> What to do: Repeat the data below word for word.

Collected data
--------------------

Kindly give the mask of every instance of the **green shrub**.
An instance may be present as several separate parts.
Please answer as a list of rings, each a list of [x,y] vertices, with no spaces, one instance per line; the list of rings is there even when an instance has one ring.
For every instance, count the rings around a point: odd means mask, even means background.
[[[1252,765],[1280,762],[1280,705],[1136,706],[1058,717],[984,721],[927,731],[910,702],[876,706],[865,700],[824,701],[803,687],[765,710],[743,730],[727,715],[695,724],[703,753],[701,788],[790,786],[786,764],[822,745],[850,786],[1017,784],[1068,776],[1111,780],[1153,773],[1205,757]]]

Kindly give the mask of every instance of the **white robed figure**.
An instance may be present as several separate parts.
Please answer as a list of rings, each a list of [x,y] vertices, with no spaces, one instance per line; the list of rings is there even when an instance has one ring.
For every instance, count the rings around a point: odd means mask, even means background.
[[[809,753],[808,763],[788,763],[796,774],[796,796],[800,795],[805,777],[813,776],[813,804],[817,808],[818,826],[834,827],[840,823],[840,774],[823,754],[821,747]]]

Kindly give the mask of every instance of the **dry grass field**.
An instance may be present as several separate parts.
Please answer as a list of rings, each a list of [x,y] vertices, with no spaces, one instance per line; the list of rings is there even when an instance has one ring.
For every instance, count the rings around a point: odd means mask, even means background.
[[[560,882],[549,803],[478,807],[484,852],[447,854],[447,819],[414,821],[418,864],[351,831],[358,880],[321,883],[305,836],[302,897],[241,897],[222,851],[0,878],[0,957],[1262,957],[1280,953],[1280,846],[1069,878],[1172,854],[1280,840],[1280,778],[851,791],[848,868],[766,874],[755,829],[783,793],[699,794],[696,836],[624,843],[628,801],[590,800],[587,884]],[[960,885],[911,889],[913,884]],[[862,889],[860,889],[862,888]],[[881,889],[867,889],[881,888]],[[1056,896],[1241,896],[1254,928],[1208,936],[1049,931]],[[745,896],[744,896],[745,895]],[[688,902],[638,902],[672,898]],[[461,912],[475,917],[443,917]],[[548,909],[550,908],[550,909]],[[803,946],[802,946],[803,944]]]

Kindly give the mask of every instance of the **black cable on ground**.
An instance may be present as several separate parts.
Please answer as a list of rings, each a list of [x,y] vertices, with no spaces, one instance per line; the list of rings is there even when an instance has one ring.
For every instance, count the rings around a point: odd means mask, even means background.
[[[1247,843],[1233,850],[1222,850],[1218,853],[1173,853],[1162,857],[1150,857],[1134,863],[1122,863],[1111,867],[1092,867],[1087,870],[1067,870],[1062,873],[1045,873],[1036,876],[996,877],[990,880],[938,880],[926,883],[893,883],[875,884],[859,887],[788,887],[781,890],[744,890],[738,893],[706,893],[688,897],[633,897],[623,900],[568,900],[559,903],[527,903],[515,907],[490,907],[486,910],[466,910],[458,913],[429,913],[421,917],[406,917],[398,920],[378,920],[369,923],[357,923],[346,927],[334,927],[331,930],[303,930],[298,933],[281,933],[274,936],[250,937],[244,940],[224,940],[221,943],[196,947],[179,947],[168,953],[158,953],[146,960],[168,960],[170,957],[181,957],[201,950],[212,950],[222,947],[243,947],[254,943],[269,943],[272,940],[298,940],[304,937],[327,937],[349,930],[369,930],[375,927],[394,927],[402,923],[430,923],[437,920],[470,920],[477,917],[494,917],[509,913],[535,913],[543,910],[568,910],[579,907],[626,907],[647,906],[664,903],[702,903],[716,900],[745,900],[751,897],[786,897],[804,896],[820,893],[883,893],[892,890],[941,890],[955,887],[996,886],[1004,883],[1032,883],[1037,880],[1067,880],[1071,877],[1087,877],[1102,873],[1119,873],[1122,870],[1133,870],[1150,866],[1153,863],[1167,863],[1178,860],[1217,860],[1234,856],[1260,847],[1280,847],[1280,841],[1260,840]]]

--------------------

> Problem solution:
Kindly give the mask of every instance of the **green shrub**.
An instance may be present as several separate parts.
Please answer as a list of rings, each a list of [x,y] vertices, with no spaces, one instance per line; the list of rings is there even when an instance has one ring.
For every instance, count the rings around a point: odd means mask, even means background.
[[[1252,765],[1280,762],[1280,705],[1136,706],[1058,717],[984,721],[927,731],[910,702],[876,706],[865,700],[824,701],[803,687],[765,710],[743,730],[727,715],[695,724],[703,753],[701,788],[790,786],[786,764],[822,745],[850,786],[1017,784],[1068,776],[1111,780],[1153,773],[1205,757]]]

Kindly give the mask of every instance of the **white robed figure**.
An instance may be present as several separate parts.
Please answer as a list of rings, each a list of [x,y] vertices, with no spaces, one instance per line; the list of rings is there even when an instance has one ring.
For every instance, count the rings around a point: odd means mask, even means background.
[[[809,753],[808,763],[788,763],[796,774],[796,796],[800,795],[805,777],[813,776],[813,804],[817,808],[818,826],[834,827],[840,823],[840,774],[823,754],[821,747]]]

Kindly give the mask of every instance of the **dry grass field**.
An instance may be present as several separate parts.
Please answer as a list of rings, each a list of [x,y] vertices, with no spaces, one instance per line; the list of rings is there even when an instance has one ring.
For every instance, count the rings around a point: odd means mask, even means background.
[[[560,882],[549,803],[478,807],[484,852],[447,854],[447,819],[414,821],[418,864],[351,831],[358,880],[321,883],[305,836],[302,897],[241,897],[222,851],[0,878],[0,957],[1262,957],[1280,953],[1280,846],[1069,878],[1172,854],[1280,840],[1280,778],[851,791],[848,868],[766,874],[755,829],[783,793],[699,794],[696,836],[624,843],[628,801],[590,800],[587,884]],[[960,885],[911,889],[913,884]],[[862,889],[860,889],[862,888]],[[881,889],[867,889],[881,888]],[[1056,896],[1241,896],[1254,928],[1208,936],[1049,931]],[[745,896],[744,896],[745,895]],[[688,902],[638,902],[672,898]],[[461,912],[475,917],[443,917]],[[548,909],[550,908],[550,909]],[[803,946],[802,946],[803,944]]]

Kindly give the mask of every instance of the **black cable on ground**.
An instance may be present as several separate parts.
Please answer as a list of rings, each a list of [x,y] vertices, with no spaces, one instance per line; the list of rings is there even when an instance has one ring.
For every instance, count the rings around a point: odd means mask, even means background.
[[[1247,843],[1233,850],[1222,850],[1218,853],[1173,853],[1162,857],[1150,857],[1134,863],[1122,863],[1111,867],[1092,867],[1087,870],[1067,870],[1062,873],[1045,873],[1036,876],[996,877],[990,880],[938,880],[926,883],[893,883],[875,884],[859,887],[788,887],[781,890],[744,890],[738,893],[706,893],[688,897],[633,897],[623,900],[568,900],[559,903],[527,903],[515,907],[490,907],[486,910],[466,910],[458,913],[429,913],[421,917],[406,917],[398,920],[378,920],[369,923],[357,923],[346,927],[334,927],[331,930],[303,930],[298,933],[281,933],[274,936],[250,937],[244,940],[224,940],[221,943],[196,947],[179,947],[168,953],[158,953],[146,960],[168,960],[170,957],[181,957],[201,950],[212,950],[222,947],[243,947],[254,943],[269,943],[272,940],[298,940],[304,937],[327,937],[349,930],[369,930],[375,927],[394,927],[402,923],[430,923],[437,920],[470,920],[477,917],[494,917],[509,913],[535,913],[543,910],[568,910],[579,907],[626,907],[647,906],[664,903],[702,903],[716,900],[745,900],[751,897],[786,897],[804,896],[820,893],[883,893],[892,890],[941,890],[955,887],[996,886],[1004,883],[1032,883],[1037,880],[1067,880],[1071,877],[1087,877],[1102,873],[1119,873],[1122,870],[1133,870],[1150,866],[1153,863],[1167,863],[1178,860],[1217,860],[1234,856],[1260,847],[1280,847],[1280,841],[1260,840]]]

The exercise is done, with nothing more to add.